Leaving out the pictures, please retype each record exactly.

┌─ INFORMATION SHOWN

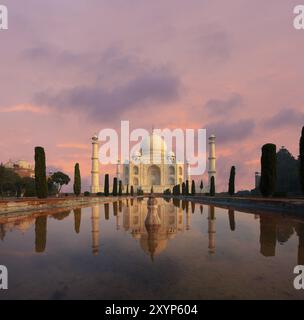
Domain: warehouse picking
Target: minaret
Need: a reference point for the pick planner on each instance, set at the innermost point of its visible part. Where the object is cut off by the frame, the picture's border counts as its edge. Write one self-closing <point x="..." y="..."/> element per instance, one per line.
<point x="188" y="173"/>
<point x="212" y="159"/>
<point x="118" y="171"/>
<point x="95" y="230"/>
<point x="95" y="166"/>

└─

=== FINAL RESULT ===
Domain: warehouse picking
Target: minaret
Need: a reference point for the pick planner on each instance, set at the innermost point of its visible part. Where the object is cut off by the frame, the picture's border counts as its edge. Write one self-closing <point x="..." y="..."/> element per instance, one per line.
<point x="188" y="173"/>
<point x="212" y="159"/>
<point x="118" y="171"/>
<point x="95" y="230"/>
<point x="95" y="166"/>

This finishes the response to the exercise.